*Source extract*:
One thing I can’t apologize for, is that I’m biased. Severely. Nope, no open mind here! I’m also strongly opinionated, er, I mean, passionate about what I believe in. While I have attempted to temper that exuberance in many areas of my life, there is one place that I am unswerving…
….and that place is Childbirth.
Don’t get me wrong, I don’t believe there is a “one size fits all” when it comes to pregnancy and birth. Just like every woman is unique, so are her birth needs. There are some true medical instances where a woman should birth in the hospital. The woman with a clotting disorder…or a previous C-section incision incompatible with future vaginal births…or who had her pelvis crushed by a bus, therefore creating true CPD, or cephalo-pelvic disproportion, meaning, “baby can’t get out”.
But what about the rest of the birthing population? Why are our hospitals full of the average woman? You’ve probably looked at her in a mirror before. She’s healthy, no risk factors or outstanding medical conditions, and if she walked into a doctor’s office, she would be sent away as normal, not needing any special attention.
Let that same Average Joanna get pregnant.
She suddenly needs a battery of tests…ultrasounds…bloodwork…more bloodwork to check out THAT bloodwork…ultrasounds…invasive procedures…fingers checking her cervix even before she’s full-term…ultrasounds…difficult blood-sugar tests…and have I mentioned ultrasounds? When she gets closer to her due date, she’s told that her baby is “getting big” and that she should consider induction. She’s told that her pelvis is inadequate, and that there is no way she could push out even an average-sized baby. She’s told that she will definitely want an epidural because, “Why would you want to feel any pain if you didn’t have to?” She’s told that her water will be broken, that she will need all kinds of wires, monitors, beeping machines, and a prepped operating room, “just in case.” It’s assumed that her body is broken. Why?
I think the deeper question is, why do we as consumers allow it? Why did we give our power away? What are we thinking by our wholehearted acceptance of someone else’s definition of normal? Why do women buy into the thought that we’re not able to have a baby naturally, without assistance, tampering, “help”, or intervention? Why are our c-section rates so high? Can 1 in 3 women truly not give birth without being sliced open? Why is the routine use of pitocin accepted without question? As Henci Goer, noted medical writer and researcher said, “If 40% of women need oxytocin to progress normally, then something is wrong with the definition of normal.”

*Excerpted records*:
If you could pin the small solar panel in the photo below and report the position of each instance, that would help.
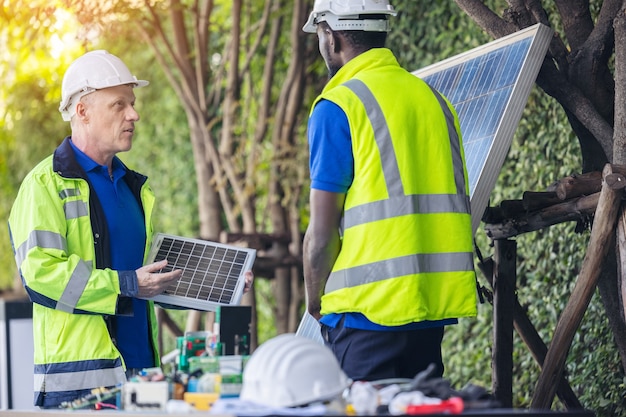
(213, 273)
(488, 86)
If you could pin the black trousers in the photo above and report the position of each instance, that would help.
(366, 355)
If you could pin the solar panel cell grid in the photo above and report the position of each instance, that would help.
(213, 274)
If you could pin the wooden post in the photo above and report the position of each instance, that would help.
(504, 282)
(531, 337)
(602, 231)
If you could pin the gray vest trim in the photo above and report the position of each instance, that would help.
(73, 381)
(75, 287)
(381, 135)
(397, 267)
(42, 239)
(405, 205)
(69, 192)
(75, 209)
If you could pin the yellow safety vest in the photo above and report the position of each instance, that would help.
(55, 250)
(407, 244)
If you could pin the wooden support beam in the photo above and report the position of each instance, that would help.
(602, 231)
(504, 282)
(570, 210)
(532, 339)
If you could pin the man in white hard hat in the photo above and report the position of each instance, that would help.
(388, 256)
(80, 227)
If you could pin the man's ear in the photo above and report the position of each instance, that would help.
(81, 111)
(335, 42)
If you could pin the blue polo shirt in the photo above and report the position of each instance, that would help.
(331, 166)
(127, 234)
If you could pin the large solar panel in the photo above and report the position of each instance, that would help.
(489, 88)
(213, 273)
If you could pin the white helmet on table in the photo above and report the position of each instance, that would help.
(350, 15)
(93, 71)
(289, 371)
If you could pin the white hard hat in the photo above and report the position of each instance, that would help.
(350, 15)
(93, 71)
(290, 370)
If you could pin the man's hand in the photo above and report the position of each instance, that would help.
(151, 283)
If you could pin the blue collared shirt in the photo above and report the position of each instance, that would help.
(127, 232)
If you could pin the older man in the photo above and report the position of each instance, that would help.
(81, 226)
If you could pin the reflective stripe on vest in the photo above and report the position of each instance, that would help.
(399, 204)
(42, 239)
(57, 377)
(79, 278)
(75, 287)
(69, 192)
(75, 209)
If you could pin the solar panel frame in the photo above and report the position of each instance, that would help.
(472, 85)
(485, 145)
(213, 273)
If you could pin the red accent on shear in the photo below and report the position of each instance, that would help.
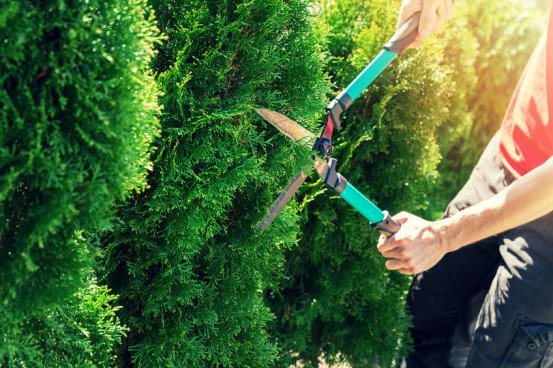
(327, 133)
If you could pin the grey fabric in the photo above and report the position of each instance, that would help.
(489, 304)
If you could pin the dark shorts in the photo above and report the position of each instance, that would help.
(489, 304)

*Instructions*:
#1 From the essay on childbirth, extract the passage that begins with "She suddenly needs" and ends with "is broken. Why?", copying it word for word.
#2 Write the next part of the essay on childbirth, picking up right after its final sentence.

*Answers for the exercise*:
#1
She suddenly needs a battery of tests…ultrasounds…bloodwork…more bloodwork to check out THAT bloodwork…ultrasounds…invasive procedures…fingers checking her cervix even before she’s full-term…ultrasounds…difficult blood-sugar tests…and have I mentioned ultrasounds? When she gets closer to her due date, she’s told that her baby is “getting big” and that she should consider induction. She’s told that her pelvis is inadequate, and that there is no way she could push out even an average-sized baby. She’s told that she will definitely want an epidural because, “Why would you want to feel any pain if you didn’t have to?” She’s told that her water will be broken, that she will need all kinds of wires, monitors, beeping machines, and a prepped operating room, “just in case.” It’s assumed that her body is broken. Why?

#2
These questions carry over into every aspect of pregnancy and birth, from the first set of routine ultrasounds, to risky prenatal tests, to inductions, epidurals, and the whole cascade of interventions leading to an almost guaranteed c-section.
I once sat in on a friend’s childbirth education class. She discussed many things I had heard or studied before, but the thing that horrified me the most were the on-hand representations she had of routine interventions, the most notable of which was the Internal Fetal Monitor. Tears welled up in my eyes as I pricked my fingers with the end of that thick, sharp wire. Why, oh why, is it normal, acceptable, desired, or approved of, to screw such a device into our tiny baby’s heads??
What are we thinking? Furthermore, why aren’t we thinking? I implore you to ask questions. Find out for yourself if the standard offerings of the medical establishment are to your taste, liking, health, or best interest. If you cannot come to a place of peace with your chosen care provider, seek another. But, if you choose to walk in, put up your hands in an attitude of surrender, giving in to everything they want to do to you, then please, please, do it on purpose. Don’t let surrender be your default because you didn’t know you had any other options, or weren’t willing to go against the seeming authority of your health care provider. You might choose the medical standard of care, but let it be just that, your choice.
Make Informed Decisions – yours and your baby’s life and health depend on it.